- **TASKS AND EXERCISES**:
- 1) Which dates head entries in the book log below? List every one.
- 2) How would you render this sentence from the book log in Spanish: "I think this is the best of his novels."
- 3) Can you carry the book log below forward with the next entry, in the same style, starting after its last sentence?

Genome by Matt Ridley

Fascinating, easy-to-read story about the human genome and the impact of mutations.

Thursday, December 26, 2002

Lion’s Game by Nelson DeMille

Entertaining airplane/beach book. I read all the rest of DeMille’s prior books and enjoyed them. His more recent books have been lackluster.

Angle of Repose & Crossing to Safety by Wallace Stegner

My favorite writer. Great stories, beautifully written.

Wednesday, December 25, 2002

Einstein's Dreams by Alan Lightman

Short stories about Einstein day-dreaming about different concepts of time. Incredibly creative book. Also read a book of his essays Dance for Two, which I enjoyed, and his second novel, Good Benito, which I didn’t like much.

Tuesday, December 24, 2002

Cleopatra's Nose by Daniel Boorstin

Boorstin is a historian and was librarian of congress for years. He has written prolifically and I've enjoyed everything of his I've read (also see The Discoverers). This is a series of essays subtitled Essays on the Unexpected, in which he “uncovers the elements of accident, improvisation and contradiction at the core of American institutions and beliefs.”

Monday, December 23, 2002

The Discoverers by Daniel Boorstin

I re-read this recently, and - like the first time I read it - it was great. Essentially a history of science, but in classic Boorstin fashion, it's not a boring time-line of what happened when. He takes the time to go into detail about people and discoveries that he thinks are particularly interesting or important. And he asks (and answers) interesting questions - particularly the questions about why things didn't happen a different way.

Sunday, December 22, 2002

From Beirut to Jerusalem by Thomas Friedman

Friedman was pulitzer-prize winning NYT correspondent in Beirut and then Jerusalem beween 1979 & 1989. Excellent book on the dynamics of that part of the world.

Saturday, December 21, 2002

Snows of Kilimanjaro by Hemingway

Great collection of short stories.

Friday, December 20, 2002

Absolute Power by David Baldacci

I think this is the best of his novels. Though his earlier books are also good airplane reading.

- **RECORDED DATA**:
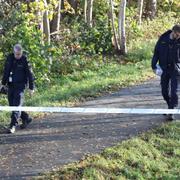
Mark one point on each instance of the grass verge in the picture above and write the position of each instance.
(153, 155)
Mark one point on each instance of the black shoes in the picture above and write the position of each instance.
(11, 130)
(25, 123)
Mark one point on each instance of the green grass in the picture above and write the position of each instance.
(153, 155)
(90, 83)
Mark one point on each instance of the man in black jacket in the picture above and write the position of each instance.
(17, 75)
(167, 54)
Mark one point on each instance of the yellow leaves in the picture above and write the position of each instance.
(68, 7)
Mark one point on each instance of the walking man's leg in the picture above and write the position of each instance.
(15, 98)
(174, 96)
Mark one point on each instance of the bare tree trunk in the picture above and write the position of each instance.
(46, 26)
(89, 12)
(55, 24)
(85, 11)
(122, 29)
(140, 11)
(153, 8)
(113, 26)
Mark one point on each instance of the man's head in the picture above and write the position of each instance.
(18, 51)
(176, 32)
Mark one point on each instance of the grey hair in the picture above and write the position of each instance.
(18, 48)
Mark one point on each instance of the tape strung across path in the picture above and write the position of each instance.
(91, 110)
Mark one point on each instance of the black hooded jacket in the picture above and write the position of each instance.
(21, 72)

- **TASK-BY-TASK OUTPUTS**:
- 1)
Thursday, December 26, 2002
Wednesday, December 25, 2002
Tuesday, December 24, 2002
Monday, December 23, 2002
Sunday, December 22, 2002
Saturday, December 21, 2002
Friday, December 20, 2002

- 2) Creo que esta es la mejor de sus novelas.

- 3)
Founding Brothers by Joseph Ellis

Pulitzer prize winner. Excellent, very well written book that confirms how incredibly precarious the US was at the time it was founded. In the intro, Ellis describes the founding as "an improvisational affair in which sheer chance, pure luck - both good and bad - and specific decisions made in the crucible of specific military and political crises determined the outcome." And how the framework for our political institutions that was "built in a sudden spasm of enforced inspiration and makeshift construction."

Thursday, December 19, 2002

Shogun by James Clavell

Fantastic book. A "must read." (I took a class at college on feudal Japan because of this book.) The rest of that series are also good, but not as good.

Setting the World Ablaze by John Ferling

A comparative biography of three key players in the American Revolution – Washington, Adams and Jefferson.

Wednesday, December 18, 2002

Last Place on Earth by Roland Huntford

Great story of Amundsen and Scott’s race to the South Pole. The contrast between the very practical Amundsen (who won the race and survived the trip) and the arrogant Scott (who did neither) is amazing.

Tuesday, December 17, 2002

With Malice Toward None by Stephen Oates

Good, easy to read biography of Lincoln. Oates also wrote a really good, easy to read biography of Martin Luther King (Let the Trumpet Sound) that I read several years ago.

Monday, December 16, 2002

Surely You're Joking, Mr. Feynman by Richard Feynman

Very entertaining autobiographical anecdotes by the Nobel-prize-winning physicist who has a fantastic sense of humor and a child’s sense of playfulness. I also enjoyed What Do You Care What Other People Think?

Lords of Discipline by Pat Conroy

My favorite of Conroy's – about a kid at military school. I also really enjoyed Prince of Tides. The Water is Wide is another great Conroy story – about a year he spent teaching on an impoverished island off the coast of S. Carolina. It’s scary that there are parts of the country seemingly living in a different time - but it’s a good story and well-written. I didn’t like Beach Music much.

Sunday, December 15, 2002

A Walk in the Woods by Bill Bryson

Laugh-out-loud-funny book about hiking the Appalachian Trail. His book about Australia (In a Sunburned Country) is also good, but not as good.